** begin Data lines **

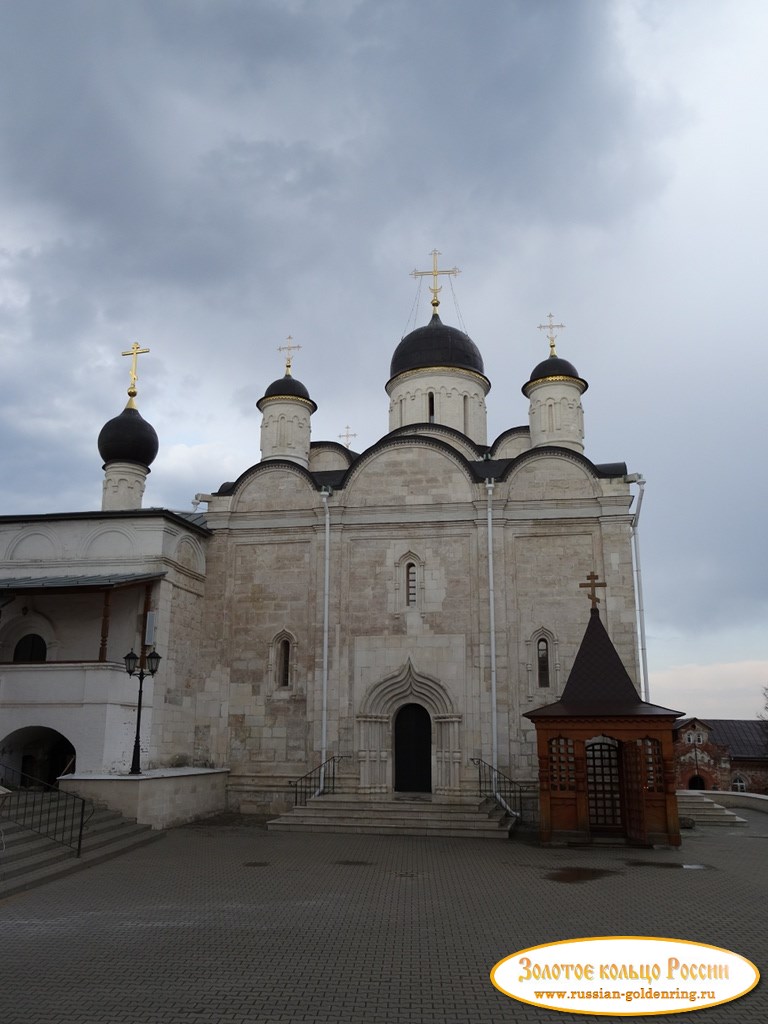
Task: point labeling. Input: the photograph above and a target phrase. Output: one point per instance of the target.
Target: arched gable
(404, 686)
(274, 485)
(409, 471)
(109, 542)
(189, 554)
(511, 443)
(440, 431)
(34, 544)
(551, 472)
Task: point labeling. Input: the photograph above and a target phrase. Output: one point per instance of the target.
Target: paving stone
(333, 928)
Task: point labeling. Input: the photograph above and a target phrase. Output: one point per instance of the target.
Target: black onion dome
(128, 437)
(436, 345)
(554, 367)
(287, 387)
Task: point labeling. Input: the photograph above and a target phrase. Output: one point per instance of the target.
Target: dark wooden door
(604, 786)
(633, 780)
(413, 750)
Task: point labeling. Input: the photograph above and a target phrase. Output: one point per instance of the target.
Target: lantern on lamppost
(133, 662)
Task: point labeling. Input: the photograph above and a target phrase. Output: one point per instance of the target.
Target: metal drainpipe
(640, 481)
(326, 591)
(492, 626)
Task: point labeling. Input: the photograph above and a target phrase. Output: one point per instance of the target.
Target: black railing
(42, 808)
(318, 780)
(501, 787)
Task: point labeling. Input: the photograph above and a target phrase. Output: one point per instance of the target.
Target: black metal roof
(599, 685)
(744, 738)
(196, 520)
(67, 582)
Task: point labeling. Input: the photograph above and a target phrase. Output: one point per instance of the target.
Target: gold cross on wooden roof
(135, 350)
(590, 586)
(551, 328)
(434, 273)
(346, 436)
(289, 348)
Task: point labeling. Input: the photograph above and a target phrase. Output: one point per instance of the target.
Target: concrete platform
(224, 922)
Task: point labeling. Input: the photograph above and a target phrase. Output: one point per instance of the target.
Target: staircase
(402, 815)
(29, 859)
(692, 804)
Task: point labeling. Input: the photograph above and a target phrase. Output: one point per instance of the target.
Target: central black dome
(287, 387)
(128, 437)
(436, 345)
(553, 366)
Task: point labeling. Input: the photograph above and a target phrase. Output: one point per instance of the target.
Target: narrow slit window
(285, 663)
(31, 648)
(542, 649)
(411, 585)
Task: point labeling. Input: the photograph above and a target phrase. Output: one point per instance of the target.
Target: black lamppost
(131, 664)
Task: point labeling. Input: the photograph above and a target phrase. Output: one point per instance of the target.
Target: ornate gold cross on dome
(289, 348)
(551, 336)
(346, 436)
(434, 273)
(135, 350)
(590, 586)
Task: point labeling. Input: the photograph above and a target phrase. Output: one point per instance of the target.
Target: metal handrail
(42, 808)
(501, 787)
(318, 780)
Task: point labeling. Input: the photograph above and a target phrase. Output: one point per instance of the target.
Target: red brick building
(722, 754)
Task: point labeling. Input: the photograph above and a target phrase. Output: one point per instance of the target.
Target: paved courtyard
(224, 922)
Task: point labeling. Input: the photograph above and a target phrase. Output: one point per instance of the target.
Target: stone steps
(705, 811)
(29, 859)
(397, 816)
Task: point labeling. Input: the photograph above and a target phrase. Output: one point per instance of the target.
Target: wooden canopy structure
(605, 756)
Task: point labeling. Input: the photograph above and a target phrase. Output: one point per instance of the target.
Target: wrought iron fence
(42, 808)
(318, 780)
(508, 794)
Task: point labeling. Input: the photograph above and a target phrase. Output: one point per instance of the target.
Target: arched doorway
(413, 750)
(604, 785)
(39, 753)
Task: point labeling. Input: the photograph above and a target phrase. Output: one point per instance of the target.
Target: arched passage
(384, 725)
(39, 753)
(413, 750)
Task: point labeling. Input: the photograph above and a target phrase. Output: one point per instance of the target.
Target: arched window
(284, 663)
(31, 648)
(542, 653)
(411, 585)
(653, 764)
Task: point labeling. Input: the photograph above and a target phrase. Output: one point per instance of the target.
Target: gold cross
(551, 328)
(289, 348)
(135, 350)
(434, 273)
(346, 436)
(590, 586)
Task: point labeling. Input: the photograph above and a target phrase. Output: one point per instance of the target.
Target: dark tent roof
(744, 738)
(599, 685)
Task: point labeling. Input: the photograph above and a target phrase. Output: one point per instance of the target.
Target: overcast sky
(209, 176)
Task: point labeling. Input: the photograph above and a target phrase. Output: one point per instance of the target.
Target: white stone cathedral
(401, 607)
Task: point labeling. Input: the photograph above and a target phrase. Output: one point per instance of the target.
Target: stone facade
(325, 591)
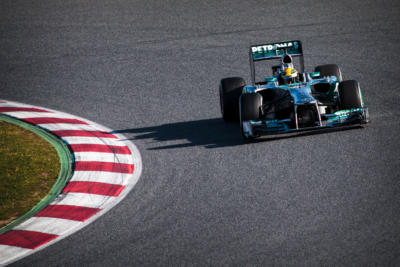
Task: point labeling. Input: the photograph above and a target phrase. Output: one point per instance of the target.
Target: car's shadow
(210, 133)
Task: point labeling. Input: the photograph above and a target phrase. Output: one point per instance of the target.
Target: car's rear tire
(327, 70)
(230, 90)
(350, 95)
(250, 105)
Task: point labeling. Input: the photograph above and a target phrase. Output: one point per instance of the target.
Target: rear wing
(274, 51)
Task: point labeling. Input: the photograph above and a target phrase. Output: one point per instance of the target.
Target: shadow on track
(210, 133)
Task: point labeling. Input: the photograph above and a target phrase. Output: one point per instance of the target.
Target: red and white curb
(106, 168)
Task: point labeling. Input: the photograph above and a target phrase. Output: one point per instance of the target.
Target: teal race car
(290, 100)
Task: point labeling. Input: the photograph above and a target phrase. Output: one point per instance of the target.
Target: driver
(288, 74)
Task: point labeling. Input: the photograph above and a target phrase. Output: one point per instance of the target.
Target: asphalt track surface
(150, 69)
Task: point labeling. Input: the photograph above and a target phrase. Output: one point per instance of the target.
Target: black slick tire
(250, 105)
(230, 90)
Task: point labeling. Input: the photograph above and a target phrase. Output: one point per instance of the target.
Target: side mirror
(270, 79)
(315, 74)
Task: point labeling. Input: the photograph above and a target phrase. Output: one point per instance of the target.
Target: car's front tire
(250, 106)
(230, 90)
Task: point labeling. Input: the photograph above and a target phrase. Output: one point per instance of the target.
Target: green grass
(29, 167)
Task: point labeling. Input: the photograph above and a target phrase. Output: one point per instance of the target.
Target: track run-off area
(150, 70)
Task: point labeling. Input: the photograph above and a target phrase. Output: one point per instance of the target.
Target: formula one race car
(290, 101)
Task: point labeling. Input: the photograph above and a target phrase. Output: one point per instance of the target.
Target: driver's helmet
(289, 75)
(287, 62)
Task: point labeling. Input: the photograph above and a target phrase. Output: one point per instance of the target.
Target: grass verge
(29, 166)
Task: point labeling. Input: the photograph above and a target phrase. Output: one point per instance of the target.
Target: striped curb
(106, 167)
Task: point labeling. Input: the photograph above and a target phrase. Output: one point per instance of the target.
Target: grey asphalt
(150, 70)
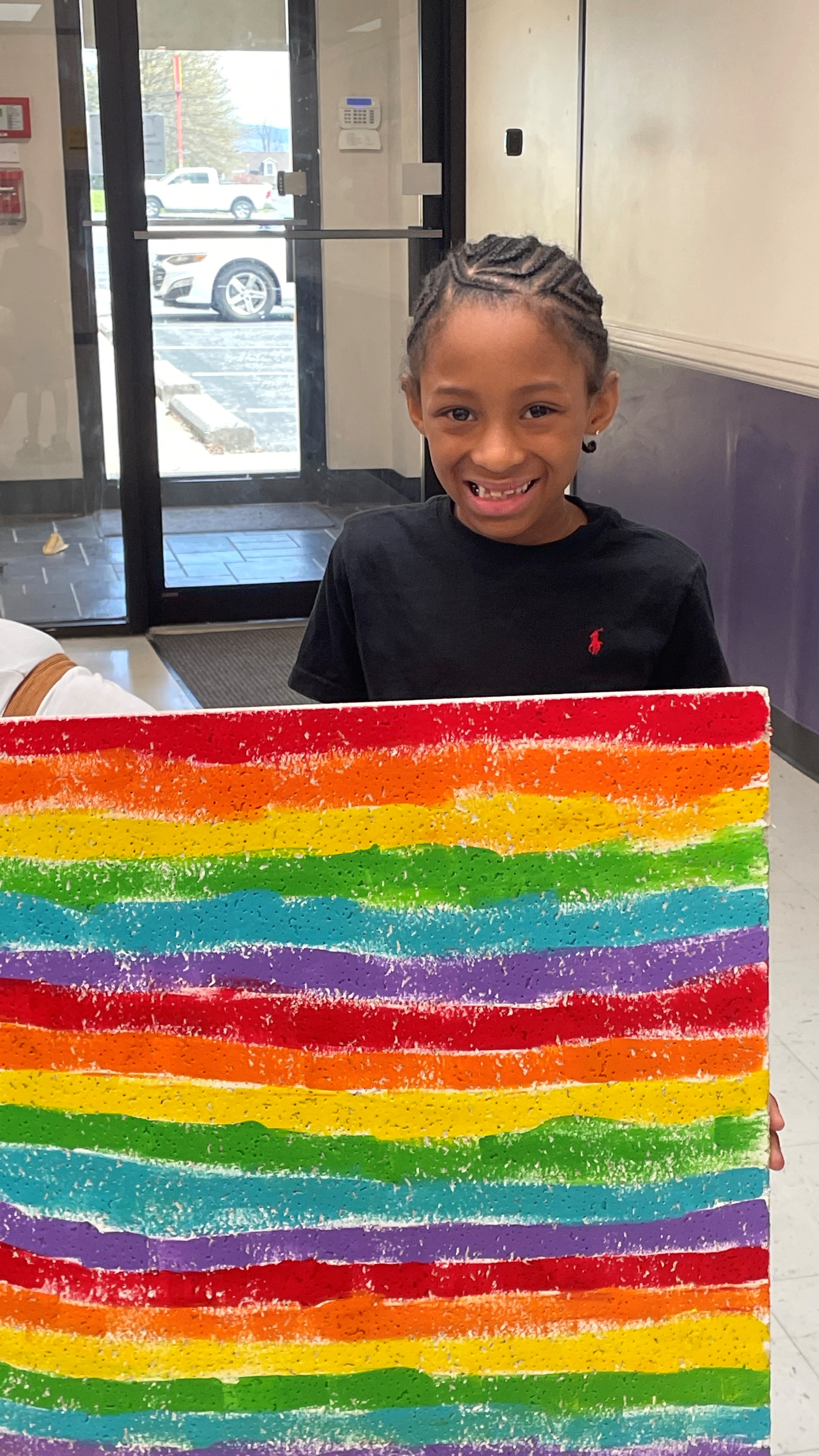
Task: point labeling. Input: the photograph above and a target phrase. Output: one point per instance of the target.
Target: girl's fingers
(777, 1161)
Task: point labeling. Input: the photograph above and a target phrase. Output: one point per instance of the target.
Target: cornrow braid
(503, 268)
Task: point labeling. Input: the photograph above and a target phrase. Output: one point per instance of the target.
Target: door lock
(292, 184)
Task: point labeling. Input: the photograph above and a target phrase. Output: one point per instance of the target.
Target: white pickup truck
(199, 190)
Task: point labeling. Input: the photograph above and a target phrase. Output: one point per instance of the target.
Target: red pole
(178, 94)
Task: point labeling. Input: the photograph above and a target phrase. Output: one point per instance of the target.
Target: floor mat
(231, 669)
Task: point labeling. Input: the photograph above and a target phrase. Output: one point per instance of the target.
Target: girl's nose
(499, 450)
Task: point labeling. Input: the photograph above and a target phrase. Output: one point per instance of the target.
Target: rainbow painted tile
(387, 1078)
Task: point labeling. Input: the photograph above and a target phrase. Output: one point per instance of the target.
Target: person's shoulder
(645, 545)
(387, 526)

** end Data lines **

> [To do]: All entries must be written out again exactly as given, with no pictures in the copy.

> [Exercise response]:
Task: point labeling. Input: the photograph above and a target phrase. Output: one point per instance of the target.
Target: arched gable
(404, 686)
(274, 485)
(409, 471)
(109, 542)
(189, 554)
(511, 443)
(440, 431)
(34, 544)
(551, 472)
Task: point labeling. Input: the photograph above and a target phrase. Output: one point per instance of the target.
Target: paving stone
(333, 928)
Task: point labeling. Input: the photograph above and a target phrase. Output: one point per instance of the target.
Target: black onion dome
(128, 437)
(436, 345)
(554, 367)
(287, 387)
Task: point labeling. Input: the photograph above and a target phrase. Output: one point per instance of the target.
Target: dark wooden door
(604, 786)
(633, 780)
(413, 750)
Task: point labeling. Input: the photograph above and a target phrase. Output: one point per instance of the target.
Target: lantern on lamppost
(133, 662)
Task: point labeling. Input: the photograph above and a target phrase. Output: one point per instance of the target.
Target: metal drainpipe
(640, 481)
(326, 591)
(492, 626)
Task: point labeling. Input: the photograph above and a target phrase. Output: one point per instance of the target.
Target: black railing
(42, 808)
(318, 780)
(501, 787)
Task: point labeling. Input: the photograph above and a target phrase. Output: one point per instance of the target.
Target: black metal roof
(599, 685)
(744, 738)
(196, 520)
(67, 582)
Task: point labeling. Input: the photograph above and a target phrase. Output: one point per instance of the target.
Target: gold cross on wooden roof
(135, 350)
(590, 586)
(551, 328)
(434, 273)
(346, 436)
(289, 348)
Task: point labeling. Input: the photograph above and a target phrase. Output: one point per instance of the target.
Target: concrete platform
(224, 922)
Task: point labeling. Input: the photograph above and a target phrase. Output: one point per instance of the target.
Target: staircase
(402, 815)
(29, 859)
(692, 804)
Task: point labeling. Input: the photograph above and a target phrase. Output: one point per instance of the target.
Target: central black dome
(287, 387)
(128, 437)
(436, 345)
(553, 366)
Task: point labeling. Input: the photograph above and a target phrase. Output: one point per instance of the target.
Target: narrow slit window
(285, 663)
(31, 648)
(542, 649)
(411, 585)
Task: point labeling. Input: the photograph above and a target phrase. Output: one point per instance of the target.
Target: black lamppost
(131, 664)
Task: point labeling. Input: the photograph above and a target phrase. Output: one point per instance of the target.
Target: ornate gold cross on dome
(289, 348)
(551, 336)
(346, 436)
(434, 273)
(135, 350)
(590, 586)
Task: point labeling. Input: the photograph above and a target phrase. Output: one point per instance of the target.
Target: metal handrail
(42, 808)
(501, 787)
(318, 780)
Task: point labeling. Input: the photograph above and a target phrase. Output: one point per instance of the target.
Target: red brick building
(722, 754)
Task: point labeling. Input: the photograph above and a target phrase. Output: one point per instance of the target.
Target: paved courtyard
(224, 922)
Task: point labeling. Input: the photograph above and a target phrase. Output: one point per instance of the target.
Target: stone steps
(705, 811)
(29, 859)
(397, 816)
Task: point labeling. Input: the photograph above and a target phrase. Output: one point per instance of the target.
Target: wooden canopy structure
(605, 756)
Task: point labeling. Input: the photograph above and a target phrase. Output: one point per instance of the target.
Target: wrought iron fence
(42, 808)
(318, 780)
(508, 794)
Task: point labeling. Input: the photograph above and a target phrase. Output: one point per instance of the target.
Target: arched doorway
(413, 750)
(604, 785)
(39, 753)
Task: point labeling. Input: the photograph above and a target phrase. Output: one point per instance of the target.
Target: arched passage
(384, 725)
(39, 753)
(413, 750)
Task: point labeling. Input: the photograph above and a target phrase. Output: one point per instance of the target.
Target: arched window
(284, 663)
(31, 648)
(542, 653)
(411, 585)
(653, 764)
Task: point labeling. Input: the photograph above and a target phrase. Output: one point per instance of the target.
Target: gold cross
(551, 328)
(289, 348)
(135, 350)
(434, 273)
(346, 436)
(590, 586)
Task: point labeling. Input: the photograph above and a target phrase. Output: one point per instance of the target.
Target: dark tent roof
(744, 738)
(599, 685)
Task: point labeling. Input: the photograph above and a target phrase. Output: one point per instance of the target.
Target: overcast sky
(209, 176)
Task: point labeling. Input: the photograph above and a target phrase. Output: one point per instance of the target.
Target: white stone cathedral
(401, 607)
Task: point labeling. Input: the photograph above and a target phrase. Output: one point per instance of the target.
Target: stone facade
(325, 591)
Task: point labeling. Input: the photograph above and a target phrase. Output: one point per instance of the target.
Target: car's shadow
(210, 133)
Task: point labeling. Input: the photograph above and a target phrase. Output: one point per instance of the target.
Target: car's rear tire
(327, 70)
(230, 90)
(350, 95)
(250, 105)
Task: point labeling. Input: the photograph above and a target phrase. Output: one point per instance of the target.
Target: rear wing
(274, 51)
Task: point labeling. Input: the photograph above and a target phrase. Output: one point per instance of the target.
Target: shadow on track
(210, 133)
Task: point labeling. Input: the photograph above and a target phrase. Output: one point per instance of the target.
Target: red and white curb
(106, 168)
Task: point labeling. Input: the photograph above and a target phrase. Output: one point per instance of the target.
Target: teal race car
(290, 100)
Task: point labeling. Input: the photograph above and a target phrase. Output: one point per instance of the target.
Target: driver
(288, 74)
Task: point labeling. Input: the photograph above and a target phrase. Output: one point per instance of the target.
Target: asphalt track surface
(150, 69)
Task: point labeling. Input: the photograph above and a target phrase. Output: one point per instance of the target.
Target: black slick tire
(250, 105)
(230, 90)
Task: point labeling. Input: the photograph above and a target phrase. Output: one point per instance of the target.
Target: side mirror
(270, 79)
(315, 74)
Task: point labeling. Input: the photograph above and a target phrase. Output: one point per instance of the target.
Target: car's front tire
(250, 106)
(230, 90)
Task: point labeling. Input: the photograph above and a target phrase. Output: one point per instance of the target.
Target: green grass
(29, 167)
Task: point labeling. Input: the photograph above and a target phrase. Output: one point per instance of the target.
Target: track run-off area
(150, 70)
Task: point labeling. Input: the photograph above and a target phrase. Output: one point per instance of the target.
Target: formula one race car
(290, 101)
Task: point labeling. Input: the photograph above and a target phrase. Output: one point per instance of the target.
Target: driver's helmet
(289, 75)
(287, 62)
Task: point labeling. Input: the photograph above and a target phrase. Output: one point per instance of the target.
Target: grass verge
(29, 166)
Task: point labeling. Input: the photograph above and a target phrase. Output: one point per instance of the target.
Target: striped curb
(106, 167)
Task: point labeling. Input: the photograph above and a target phrase. Output: one point per instance of the target.
Target: grey asphalt
(150, 70)
Task: point labeling. Input: the photograph above and a target phrase. Output: one point per instance of the target.
Target: girl's fingers
(777, 1161)
Task: point labeling. Input: the photograph above and a target phrase. Output: one point per instance of the target.
Target: cornrow braid
(503, 268)
Task: point labeling. Input: the photograph above and a target phrase. Output: one point per instance of the target.
Target: door lock
(292, 184)
Task: point labeling. Input: the photograph above and a target phrase. Output: one point per instance of the target.
Target: white pickup truck
(199, 190)
Task: point labeling. Input: the photograph above and a target phrase. Output: one point per instance of the target.
Target: red pole
(178, 94)
Task: point labeling. Input: the photograph above and a target phrase. Output: one point per instance of the target.
Target: floor mat
(231, 669)
Task: point labeling. Input: the photograph above and a target phrase. Output: one point per instance of the target.
Target: girl's nose
(499, 450)
Task: point labeling. Input: the photograph above and a target phrase. Output: one point per instance of the target.
Target: rainbow painted tile
(387, 1078)
Task: point labeling. Input: the photograph above and a target phrase. Output: one point per instance of the target.
Target: person's shoulder
(645, 545)
(387, 526)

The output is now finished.